_ACTIVITIES_.
a) Quote the Covid-19 forum discussion from "Since most of" to "from respiratory diseases?".
b) Using the Covid-19 forum discussion, decide whether each statement agrees with it, and answer yes or no with the deciding words quoted: (i) The median incubation period is estimated as 7 days. (ii) Iceland had tested over 1% of its population. (iii) A shipment of 5,000 testing swabs to Iceland will be reduced to around 2,000.

Menu Sign In Contact FAQ
Banner
Welcome to our forums

Corona / Covid-19 Virus - General Discussion (politics go to the Off Topic / Politics thread)

Median incubation period estimated as 5 days (4.5 to 5.8 at 95% CI).

Lauer SA, Grantz KH, Bi Q, et al. The Incubation Period of Coronavirus Disease 2019 (COVID-19) From Publicly Reported Confirmed Cases: Estimation and Application. Ann Intern Med. 2020; [Epub ahead of print 10 March 2020]. doi: https://doi.org/10.7326/M20-0504

London, United Kingdom

It appears there’s a world shortage of the special nasal swabs needed to test for this virus. The news about the US hitechs supplying test kits in California may not be beneficial action for the rest of us.
Iceland started well, and had tested over 1% of the population, but that seems to have been a premature use of resources.
From the Icelandic Review Online:
“Icelandic authorities have been informed that a shipment of 5,000 testing swabs arriving to the country next week will be reduced to around 2,000. The Chief Epidemiologist Þórólfur Guðnason stated in a press conference last Friday that there were only around 2,000 of the swabs remaining in the country. Þórólfur says Icelandic authorities have all of their feelers out and are even researching whether the swabs can be manufactured in Iceland.”

Maoraigh
EGPE, United Kingdom

hmng wrote:

Since most of us started to worry only after Italy’s numbers, I want to ask; where else in Europe are we seeing excess mortality from respiratory diseases?

On a national level, even in Italy, there is no significant excess mortality: https://www.euromomo.eu/index.html

Whether this is significant depends on the hypotheses applied to the spread of this virus. If you apply the current consensus view that it is spreading in Europe since January, and the median time between infection to death is maybe 6 weeks, then you wouldn’t expect to see excess mortality in the national statistics yet.

_SOURCE INFORMATION_.
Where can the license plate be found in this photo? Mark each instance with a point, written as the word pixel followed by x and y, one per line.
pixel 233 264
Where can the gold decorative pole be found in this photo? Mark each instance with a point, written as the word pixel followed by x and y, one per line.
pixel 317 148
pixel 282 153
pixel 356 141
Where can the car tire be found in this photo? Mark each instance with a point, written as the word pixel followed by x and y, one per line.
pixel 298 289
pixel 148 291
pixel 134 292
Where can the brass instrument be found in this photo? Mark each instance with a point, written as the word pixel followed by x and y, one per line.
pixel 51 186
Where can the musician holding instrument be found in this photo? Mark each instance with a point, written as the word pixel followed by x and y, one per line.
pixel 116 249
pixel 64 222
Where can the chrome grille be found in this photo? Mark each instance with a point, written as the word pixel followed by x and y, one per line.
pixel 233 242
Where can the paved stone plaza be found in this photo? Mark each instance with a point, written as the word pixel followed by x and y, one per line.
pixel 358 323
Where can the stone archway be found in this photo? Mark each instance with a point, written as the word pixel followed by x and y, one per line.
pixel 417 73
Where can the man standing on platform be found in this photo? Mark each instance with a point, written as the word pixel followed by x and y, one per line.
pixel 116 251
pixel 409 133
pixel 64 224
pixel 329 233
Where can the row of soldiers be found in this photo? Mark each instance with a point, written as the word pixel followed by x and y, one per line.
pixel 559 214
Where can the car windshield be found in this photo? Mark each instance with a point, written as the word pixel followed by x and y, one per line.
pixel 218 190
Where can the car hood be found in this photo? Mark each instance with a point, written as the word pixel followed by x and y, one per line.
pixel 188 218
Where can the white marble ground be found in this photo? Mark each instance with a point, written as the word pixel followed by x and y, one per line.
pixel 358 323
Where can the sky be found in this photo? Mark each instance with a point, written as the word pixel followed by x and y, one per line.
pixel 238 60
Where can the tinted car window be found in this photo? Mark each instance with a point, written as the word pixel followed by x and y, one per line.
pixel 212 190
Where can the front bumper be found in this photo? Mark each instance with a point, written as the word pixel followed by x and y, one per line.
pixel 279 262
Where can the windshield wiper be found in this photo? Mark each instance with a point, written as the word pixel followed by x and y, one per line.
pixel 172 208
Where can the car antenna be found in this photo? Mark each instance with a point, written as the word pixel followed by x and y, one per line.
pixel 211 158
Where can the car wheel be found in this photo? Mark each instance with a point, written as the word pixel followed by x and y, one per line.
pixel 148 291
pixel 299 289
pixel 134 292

_TASK SOLUTIONS_.
a)
Since most of us started to worry only after Italy’s numbers, I want to ask; where else in Europe are we seeing excess mortality from respiratory diseases?

b)
(i) No: "Median incubation period estimated as 5 days"
(ii) Yes: "had tested over 1% of the population"
(iii) Yes: "a shipment of 5,000 testing swabs arriving to the country next week will be reduced to around 2,000"